• _Problem A_:
Using the development workflow guide, answer the following questions, one per line, marking each answer to match its question:
(i) Which command builds the documentation?
(ii) Which branch name is offered as an example of a descriptive branch name?
(iii) What must bug fixes include?
• _Problem B_: Continue the development workflow guide from its final checklist item onward.

• _Page text_:
+-------+

Development Workflow¶

Code Quality¶

The project maintains high code quality standards:

# Run all quality checks
hatch run dev:python -m black the_data_packet tests
hatch run dev:python -m isort the_data_packet tests
hatch run dev:python -m mypy --exclude 'docs' the_data_packet

Testing¶

# Run all tests
hatch test

# Run with coverage
hatch run test-cov

# Run specific test file
hatch run dev:python -m unittest tests.test_models -v

Building Documentation¶

# Build documentation
hatch run dev:docs

# Serve documentation locally
hatch run dev:docs-serve

Complete Build Pipeline¶

# Run the full build pipeline (code quality, tests, docs, packaging)
bb  # This is an alias for the complete build process

Making Changes¶

Code Style Guidelines¶

PEP 8 Compliance: Code must follow PEP 8 style guidelines
Type Hints: All public APIs must have complete type annotations
Docstrings: All public classes and methods must have comprehensive docstrings
Import Sorting: Use isort for consistent import organization

Example Function:

def extract_article_data(soup: BeautifulSoup, url: str) -> ArticleData:
    """
    Extract article data from a BeautifulSoup object.

    Args:
        soup: Parsed HTML content
        url: The article URL

    Returns:
        ArticleData object with extracted information

    Raises:
        ValueError: If the HTML structure is invalid
        RuntimeError: If extraction fails
    """
    # Implementation here

Testing Requirements¶

New Features: Must include comprehensive tests
Bug Fixes: Must include regression tests
Coverage: Maintain or improve test coverage
Documentation: Update documentation for API changes

Commit Guidelines¶

Use clear, descriptive commit messages:

feat: add support for extracting article publication dates

- Parse publication dates from meta tags and JSON-LD
- Add date validation and formatting
- Include tests for various date formats

Fixes #123

Types of Contributions¶

Bug Reports¶

When reporting bugs, please include:

Clear Description: What happened vs what you expected
Reproduction Steps: Minimal example to reproduce the issue
Environment: Python version, OS, package version
Error Messages: Full traceback if applicable

Feature Requests¶

For new features:

Use Case: Describe the problem this solves
Proposed Solution: How you envision it working
Alternatives: Other approaches you considered
Breaking Changes: Whether this affects existing APIs

Code Contributions¶

Check Issues: Look for existing issues or create a new one
Create Branch: Use descriptive branch names (feature/add-date-parsing)
Write Tests: Include comprehensive tests for your changes
Update Documentation: Add or update relevant documentation
Submit PR: Create a pull request with detailed description

Pull Request Process¶

PR Requirements¶

Before submitting a pull request:

[ ] Tests pass locally (hatch test)
[ ] Code follows style guidelines (black, isort, mypy)

+-------+

• _Data segment_:
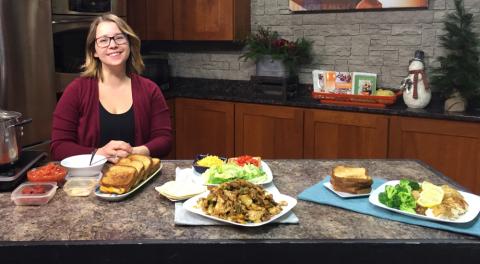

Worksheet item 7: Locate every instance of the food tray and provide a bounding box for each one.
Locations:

+-------+

• _Expected answer A_:
(i) hatch run dev:docs
(ii) feature/add-date-parsing
(iii) Regression tests

• _Expected answer B_:
[ ] Documentation is updated
[ ] Commit messages are clear and descriptive
[ ] PR description explains the changes

Review Process¶

Automated Checks: CI pipeline runs tests and quality checks
Code Review: Maintainers review the code for quality and design
Feedback: Address any requested changes
Approval: Once approved, maintainers will merge the PR

Release Process¶

The project follows semantic versioning (SemVer):

Major: Breaking changes to public APIs
Minor: New features without breaking changes
Patch: Bug fixes and internal improvements

Project Structure¶

The-Data-Packet/
├── the_data_packet/          # Main package source code
│   ├── __init__.py           # Package initialization and public API
│   ├── models/               # Data models
│   ├── clients/              # HTTP and RSS clients
│   ├── extractors/           # Content extraction logic
│   ├── scrapers/             # Main scraper orchestration
│   └── cli.py                # Command-line interface
├── tests/                    # Test suite
│   ├── test_*.py             # Test modules
│   └── conftest.py           # Shared test configuration
├── docs/                     # Documentation
│   └── source/               # Sphinx documentation source
├── pyproject.toml            # Project configuration
└── README.md                 # Project overview

Key Files¶

pyproject.toml: Project metadata, dependencies, and tool configuration
the_data_packet/__init__.py: Public API exports
tests/conftest.py: Shared test fixtures and configuration
docs/source/conf.py: Sphinx documentation configuration

Architecture Guidelines¶

Design Principles¶

Single Responsibility: Each class has a clear, focused purpose
Dependency Injection: Components accept dependencies via constructor
Error Handling: Graceful degradation with informative error messages
Resource Management: Proper cleanup of network resources
Type Safety: Complete type annotations for better maintainability

Component Boundaries¶

Models: Pure data containers with validation
Clients: External service interactions (HTTP, RSS)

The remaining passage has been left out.